== Exercise directions ==
The required output is the line containing "[mark] white sand" through the final line of the material below, printed exactly, with no other lines.

** Begin **

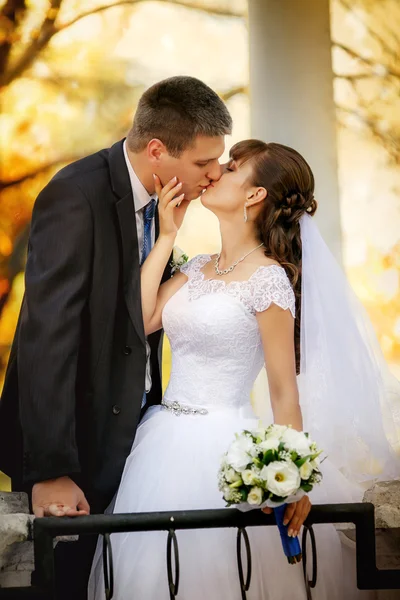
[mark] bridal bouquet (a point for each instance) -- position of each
(270, 467)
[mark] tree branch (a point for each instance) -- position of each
(192, 5)
(39, 41)
(39, 171)
(48, 30)
(10, 16)
(225, 96)
(367, 61)
(371, 32)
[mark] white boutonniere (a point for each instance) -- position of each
(179, 258)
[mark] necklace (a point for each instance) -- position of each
(230, 269)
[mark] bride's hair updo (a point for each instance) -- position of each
(289, 182)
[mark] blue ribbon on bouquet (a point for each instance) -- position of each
(291, 546)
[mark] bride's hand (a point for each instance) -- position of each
(172, 206)
(295, 515)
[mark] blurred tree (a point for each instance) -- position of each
(62, 98)
(369, 76)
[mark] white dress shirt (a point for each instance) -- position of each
(141, 198)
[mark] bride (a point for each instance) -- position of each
(273, 296)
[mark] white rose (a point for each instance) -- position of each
(315, 463)
(248, 477)
(269, 444)
(239, 453)
(255, 496)
(231, 476)
(296, 440)
(283, 478)
(276, 431)
(306, 470)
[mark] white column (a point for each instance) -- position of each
(291, 88)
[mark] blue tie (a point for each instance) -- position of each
(148, 216)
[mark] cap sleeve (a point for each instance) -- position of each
(271, 285)
(193, 266)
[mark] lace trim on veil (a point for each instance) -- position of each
(267, 285)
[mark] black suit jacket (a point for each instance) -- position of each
(74, 384)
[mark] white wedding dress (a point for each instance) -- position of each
(216, 356)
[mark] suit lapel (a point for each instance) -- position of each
(129, 242)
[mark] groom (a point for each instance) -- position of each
(81, 372)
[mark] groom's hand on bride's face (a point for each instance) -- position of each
(59, 497)
(172, 205)
(295, 515)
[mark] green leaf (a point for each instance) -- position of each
(236, 484)
(306, 487)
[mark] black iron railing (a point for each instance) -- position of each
(361, 515)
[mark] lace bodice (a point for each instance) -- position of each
(213, 331)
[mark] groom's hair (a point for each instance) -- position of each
(176, 111)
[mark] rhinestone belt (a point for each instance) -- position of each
(178, 409)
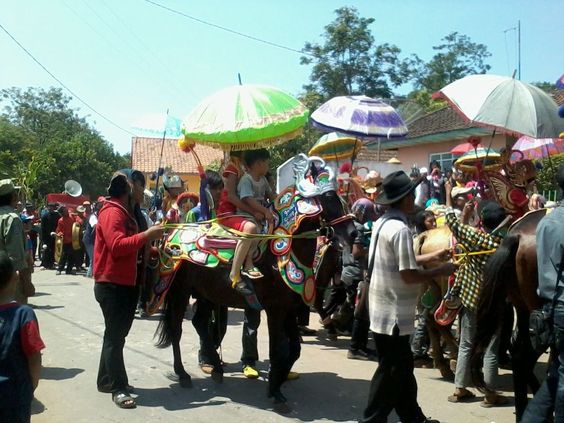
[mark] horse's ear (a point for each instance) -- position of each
(313, 170)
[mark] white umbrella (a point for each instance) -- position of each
(504, 103)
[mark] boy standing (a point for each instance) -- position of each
(20, 349)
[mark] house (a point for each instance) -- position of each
(146, 157)
(431, 137)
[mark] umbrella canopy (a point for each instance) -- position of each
(359, 116)
(336, 146)
(464, 148)
(245, 117)
(538, 148)
(504, 103)
(157, 124)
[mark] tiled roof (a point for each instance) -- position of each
(145, 153)
(442, 120)
(371, 155)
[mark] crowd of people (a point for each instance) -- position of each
(376, 290)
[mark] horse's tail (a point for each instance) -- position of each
(499, 268)
(165, 330)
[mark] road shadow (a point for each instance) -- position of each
(343, 399)
(37, 407)
(45, 307)
(59, 373)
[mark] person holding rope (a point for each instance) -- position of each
(476, 244)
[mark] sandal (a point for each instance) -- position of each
(497, 400)
(124, 400)
(465, 397)
(252, 273)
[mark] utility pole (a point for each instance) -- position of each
(519, 49)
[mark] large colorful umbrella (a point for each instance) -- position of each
(464, 148)
(359, 116)
(538, 148)
(336, 146)
(505, 104)
(245, 117)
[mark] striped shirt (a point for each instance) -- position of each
(391, 301)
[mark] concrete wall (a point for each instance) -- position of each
(418, 155)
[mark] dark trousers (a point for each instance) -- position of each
(249, 357)
(48, 255)
(118, 307)
(67, 258)
(393, 386)
(549, 398)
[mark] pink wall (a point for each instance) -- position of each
(418, 155)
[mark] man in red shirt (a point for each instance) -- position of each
(64, 229)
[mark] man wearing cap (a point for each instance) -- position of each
(49, 221)
(12, 236)
(394, 279)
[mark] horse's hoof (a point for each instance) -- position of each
(217, 377)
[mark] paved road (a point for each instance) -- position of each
(331, 387)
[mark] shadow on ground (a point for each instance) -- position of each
(59, 373)
(343, 399)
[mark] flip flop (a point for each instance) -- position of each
(461, 398)
(252, 273)
(124, 400)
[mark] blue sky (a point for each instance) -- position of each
(128, 58)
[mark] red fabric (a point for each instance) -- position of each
(117, 245)
(225, 206)
(64, 226)
(30, 338)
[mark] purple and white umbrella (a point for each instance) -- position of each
(359, 116)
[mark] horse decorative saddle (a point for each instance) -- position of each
(213, 245)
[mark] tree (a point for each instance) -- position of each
(456, 57)
(44, 142)
(349, 62)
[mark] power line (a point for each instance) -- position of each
(62, 83)
(232, 31)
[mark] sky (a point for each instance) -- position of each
(128, 59)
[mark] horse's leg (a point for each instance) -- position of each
(521, 363)
(200, 321)
(176, 316)
(279, 353)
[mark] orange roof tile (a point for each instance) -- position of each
(145, 154)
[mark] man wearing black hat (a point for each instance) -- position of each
(549, 398)
(394, 276)
(49, 221)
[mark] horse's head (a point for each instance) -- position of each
(319, 181)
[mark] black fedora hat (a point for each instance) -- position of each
(396, 186)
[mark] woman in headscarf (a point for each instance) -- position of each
(119, 253)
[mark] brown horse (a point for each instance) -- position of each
(279, 302)
(429, 242)
(511, 272)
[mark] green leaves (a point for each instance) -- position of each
(44, 142)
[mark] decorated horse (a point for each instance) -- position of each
(511, 272)
(199, 263)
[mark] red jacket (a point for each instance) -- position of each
(64, 226)
(117, 245)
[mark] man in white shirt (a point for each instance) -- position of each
(394, 286)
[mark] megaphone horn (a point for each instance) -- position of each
(73, 188)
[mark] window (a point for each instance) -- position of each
(444, 159)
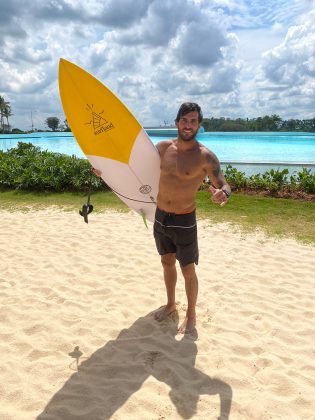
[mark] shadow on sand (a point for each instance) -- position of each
(105, 381)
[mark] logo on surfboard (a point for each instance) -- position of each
(99, 123)
(145, 189)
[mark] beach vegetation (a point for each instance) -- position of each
(5, 113)
(52, 123)
(27, 167)
(248, 213)
(266, 123)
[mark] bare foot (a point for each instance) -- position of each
(165, 312)
(188, 326)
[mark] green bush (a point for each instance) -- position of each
(26, 167)
(274, 180)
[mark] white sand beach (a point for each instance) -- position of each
(78, 339)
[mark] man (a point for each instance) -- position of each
(184, 165)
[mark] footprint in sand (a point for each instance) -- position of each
(150, 359)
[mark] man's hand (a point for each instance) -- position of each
(97, 172)
(218, 196)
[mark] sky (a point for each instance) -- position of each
(235, 58)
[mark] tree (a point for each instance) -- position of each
(5, 113)
(53, 123)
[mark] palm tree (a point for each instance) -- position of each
(2, 102)
(5, 113)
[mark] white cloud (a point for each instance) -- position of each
(156, 54)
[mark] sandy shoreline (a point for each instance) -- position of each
(78, 339)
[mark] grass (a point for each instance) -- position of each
(274, 216)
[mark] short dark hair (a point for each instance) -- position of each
(187, 107)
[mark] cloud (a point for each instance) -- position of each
(160, 24)
(292, 62)
(156, 54)
(123, 13)
(201, 44)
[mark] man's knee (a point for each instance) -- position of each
(188, 270)
(168, 260)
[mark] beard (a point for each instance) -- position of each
(187, 136)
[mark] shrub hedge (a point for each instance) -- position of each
(27, 167)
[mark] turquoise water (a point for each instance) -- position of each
(249, 152)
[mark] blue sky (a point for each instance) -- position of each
(235, 58)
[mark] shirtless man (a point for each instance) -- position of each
(184, 165)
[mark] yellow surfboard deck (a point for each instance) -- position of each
(111, 138)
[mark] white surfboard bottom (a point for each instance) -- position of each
(135, 183)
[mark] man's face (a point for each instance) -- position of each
(188, 126)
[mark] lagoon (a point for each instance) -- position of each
(251, 152)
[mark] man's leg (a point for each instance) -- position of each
(191, 286)
(170, 276)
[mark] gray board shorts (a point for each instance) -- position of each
(177, 233)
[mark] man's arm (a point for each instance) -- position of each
(219, 188)
(162, 146)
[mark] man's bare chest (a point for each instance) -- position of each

** End **

== Exercise solution ==
[mark] white sand beach (a point for each instance) -- position of each
(78, 339)
[mark] man (a point for each instance) -- position of each
(184, 165)
[mark] footprint in sand (a point for each instance) -- position of each
(150, 359)
[mark] man's hand (a point for each instance) -- position of each
(97, 172)
(218, 196)
[mark] sky (a point for each instance) -- position of each
(235, 58)
[mark] tree (a point for each instance) -- position of each
(5, 113)
(53, 123)
[mark] palm tree (a point for each instance) -- position of each
(2, 102)
(5, 113)
[mark] white cloud (a point for each instance) -- position of each
(156, 54)
[mark] sandy shoreline (a point for each instance) -- position of each
(78, 339)
[mark] grass (a point for each instance) -- position of each
(274, 216)
[mark] short dark hair (a point for each instance) -- position of each
(187, 107)
[mark] cloud (a point for each instance) -- position of each
(160, 24)
(292, 62)
(156, 54)
(123, 13)
(201, 44)
[mark] man's knee (a point for each instance) -- position of each
(188, 270)
(168, 260)
[mark] beard (a point for each instance) -- position of each
(187, 136)
[mark] shrub hedge (a point for each instance) -- position of each
(27, 167)
[mark] turquoise water (a point for each instance) -- position of each
(249, 152)
[mark] blue sky (a point for each instance) -- position of each
(235, 58)
[mark] shirtless man (a point for each instance) -- position of each
(184, 165)
[mark] yellow surfboard deck (a point for each instance) -- position of each
(111, 138)
[mark] white surfboard bottom (a point for each instance) -- position of each
(135, 183)
[mark] man's face (a point for each instance) -- position of each
(188, 126)
[mark] lagoon (a point for each instance) -- position of each
(251, 152)
[mark] man's leg (a point for each instance) -- position of each
(191, 286)
(170, 276)
[mark] gray board shorts (a point for each instance) -- position of each
(177, 233)
[mark] man's arm (a point for each instance) -- position of each
(219, 188)
(162, 146)
[mark] man's bare chest (a point for each instance) -- position of each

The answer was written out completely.